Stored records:
* * *
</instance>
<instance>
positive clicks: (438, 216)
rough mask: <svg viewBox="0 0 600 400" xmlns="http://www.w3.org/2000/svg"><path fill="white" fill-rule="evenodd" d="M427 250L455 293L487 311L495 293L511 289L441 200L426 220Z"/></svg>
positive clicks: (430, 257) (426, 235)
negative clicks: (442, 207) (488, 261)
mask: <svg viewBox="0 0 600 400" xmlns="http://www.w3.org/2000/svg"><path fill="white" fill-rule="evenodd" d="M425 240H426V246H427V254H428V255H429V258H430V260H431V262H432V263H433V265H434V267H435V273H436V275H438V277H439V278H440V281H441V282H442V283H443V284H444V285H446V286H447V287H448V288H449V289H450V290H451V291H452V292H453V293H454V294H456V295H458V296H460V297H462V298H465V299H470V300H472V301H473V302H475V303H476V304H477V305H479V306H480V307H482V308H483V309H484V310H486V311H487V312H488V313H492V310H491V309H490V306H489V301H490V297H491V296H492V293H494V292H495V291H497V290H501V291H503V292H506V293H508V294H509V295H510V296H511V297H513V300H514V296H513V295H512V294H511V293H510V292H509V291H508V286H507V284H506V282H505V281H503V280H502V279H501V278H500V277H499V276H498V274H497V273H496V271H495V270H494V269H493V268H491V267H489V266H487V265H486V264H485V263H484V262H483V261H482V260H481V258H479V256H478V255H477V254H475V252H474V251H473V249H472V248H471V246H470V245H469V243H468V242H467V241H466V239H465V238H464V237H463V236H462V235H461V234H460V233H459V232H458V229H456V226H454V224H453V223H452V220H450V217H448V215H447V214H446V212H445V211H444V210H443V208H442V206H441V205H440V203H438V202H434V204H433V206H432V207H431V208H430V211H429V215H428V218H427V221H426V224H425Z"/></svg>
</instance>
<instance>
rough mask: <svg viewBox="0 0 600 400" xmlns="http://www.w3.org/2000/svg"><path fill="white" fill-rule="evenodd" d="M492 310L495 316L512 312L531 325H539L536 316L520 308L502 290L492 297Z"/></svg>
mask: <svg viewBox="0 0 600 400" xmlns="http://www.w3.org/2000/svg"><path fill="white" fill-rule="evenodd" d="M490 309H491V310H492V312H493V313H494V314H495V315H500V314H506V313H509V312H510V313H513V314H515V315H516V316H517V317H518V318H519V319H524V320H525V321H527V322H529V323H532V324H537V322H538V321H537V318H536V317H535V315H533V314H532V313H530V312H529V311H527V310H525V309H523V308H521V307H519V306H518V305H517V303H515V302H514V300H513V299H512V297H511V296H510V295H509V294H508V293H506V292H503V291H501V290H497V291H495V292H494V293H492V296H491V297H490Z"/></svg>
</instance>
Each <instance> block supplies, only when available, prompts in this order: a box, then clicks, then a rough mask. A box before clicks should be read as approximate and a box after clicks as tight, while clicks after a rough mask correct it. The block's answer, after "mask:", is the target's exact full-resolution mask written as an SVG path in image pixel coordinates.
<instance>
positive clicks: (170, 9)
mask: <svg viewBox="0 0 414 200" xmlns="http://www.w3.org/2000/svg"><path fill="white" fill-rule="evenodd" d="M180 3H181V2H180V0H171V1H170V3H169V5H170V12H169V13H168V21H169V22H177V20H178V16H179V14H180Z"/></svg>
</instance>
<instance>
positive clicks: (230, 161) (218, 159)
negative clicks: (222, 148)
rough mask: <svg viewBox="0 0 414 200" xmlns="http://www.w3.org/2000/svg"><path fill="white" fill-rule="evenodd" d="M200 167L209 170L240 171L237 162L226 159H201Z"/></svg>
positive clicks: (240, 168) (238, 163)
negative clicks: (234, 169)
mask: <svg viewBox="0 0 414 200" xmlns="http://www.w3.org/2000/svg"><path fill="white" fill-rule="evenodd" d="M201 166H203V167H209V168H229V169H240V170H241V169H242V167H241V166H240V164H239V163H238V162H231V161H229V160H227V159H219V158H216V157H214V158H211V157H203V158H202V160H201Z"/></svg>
* * *
(Directions for this task) Set the entries above down once more, exactly as they stand.

(Result of this task)
</instance>
<instance>
positive clicks: (438, 216)
rough mask: <svg viewBox="0 0 600 400" xmlns="http://www.w3.org/2000/svg"><path fill="white" fill-rule="evenodd" d="M427 250L455 293L487 311L495 293L511 289L441 200L426 220Z"/></svg>
positive clicks: (430, 257) (426, 235)
negative clicks: (442, 207) (488, 261)
mask: <svg viewBox="0 0 600 400" xmlns="http://www.w3.org/2000/svg"><path fill="white" fill-rule="evenodd" d="M425 240H426V246H427V254H428V255H429V258H430V260H431V262H432V263H433V265H434V267H435V273H436V275H438V277H439V278H440V281H441V282H442V283H443V284H444V285H446V286H447V287H448V288H449V289H450V290H451V291H452V292H453V293H454V294H456V295H458V296H460V297H462V298H465V299H470V300H472V301H473V302H475V303H476V304H477V305H479V306H480V307H482V308H483V309H484V310H486V311H487V312H488V313H492V310H491V309H490V306H489V301H490V297H491V296H492V293H494V292H495V291H497V290H501V291H503V292H506V293H508V294H509V295H510V296H511V297H513V300H514V296H513V295H512V294H511V293H510V292H509V291H508V286H507V284H506V282H505V281H503V280H502V279H501V278H500V277H499V276H498V274H497V273H496V271H495V270H494V269H493V268H491V267H489V266H487V265H486V264H485V263H484V262H483V261H482V260H481V258H479V256H478V255H477V254H475V252H474V251H473V249H472V248H471V246H470V245H469V243H468V242H467V241H466V239H465V238H464V237H463V236H462V235H461V234H460V233H459V232H458V229H456V226H454V224H453V223H452V220H450V217H448V215H447V214H446V212H445V211H444V210H443V208H442V206H441V205H440V203H438V202H434V204H433V206H432V207H431V208H430V211H429V215H428V218H427V221H426V224H425Z"/></svg>
</instance>
<instance>
rough mask: <svg viewBox="0 0 600 400" xmlns="http://www.w3.org/2000/svg"><path fill="white" fill-rule="evenodd" d="M492 310L495 316L512 312L531 325H539L536 316L520 308L502 290L492 297Z"/></svg>
mask: <svg viewBox="0 0 600 400" xmlns="http://www.w3.org/2000/svg"><path fill="white" fill-rule="evenodd" d="M490 309H491V310H492V312H493V313H494V314H495V315H500V314H506V313H509V312H510V313H513V314H515V315H516V316H517V317H518V318H519V319H524V320H525V321H527V322H529V323H532V324H537V322H538V321H537V318H536V317H535V315H533V314H532V313H530V312H529V311H527V310H525V309H523V308H521V307H519V306H518V305H517V303H515V302H514V300H513V299H512V297H511V296H510V295H509V294H508V293H506V292H503V291H501V290H497V291H495V292H494V293H492V296H491V297H490Z"/></svg>
</instance>
Each <instance> block supplies, only when available, prompts in this order: a box, then clicks, then a rough mask. A box before clicks should be read as approximate and a box after clicks as tight, while clicks after a rough mask correct it. The block's answer, after "mask:", is the target's exact full-resolution mask written as an SVG path in image pixel coordinates.
<instance>
positive clicks: (170, 9)
mask: <svg viewBox="0 0 414 200" xmlns="http://www.w3.org/2000/svg"><path fill="white" fill-rule="evenodd" d="M180 3H181V2H180V0H171V1H170V3H169V5H170V12H169V13H168V21H169V22H177V20H178V16H179V14H180Z"/></svg>
</instance>
<instance>
positive clicks: (230, 161) (218, 159)
negative clicks: (222, 148)
rough mask: <svg viewBox="0 0 414 200" xmlns="http://www.w3.org/2000/svg"><path fill="white" fill-rule="evenodd" d="M200 167L209 170L240 171L237 162L226 159H201Z"/></svg>
positive clicks: (240, 168) (238, 163)
negative clicks: (234, 169)
mask: <svg viewBox="0 0 414 200" xmlns="http://www.w3.org/2000/svg"><path fill="white" fill-rule="evenodd" d="M201 166H203V167H209V168H229V169H240V170H241V169H242V167H241V166H240V164H239V163H238V162H231V161H229V160H227V159H219V158H216V157H214V158H211V157H203V158H202V160H201Z"/></svg>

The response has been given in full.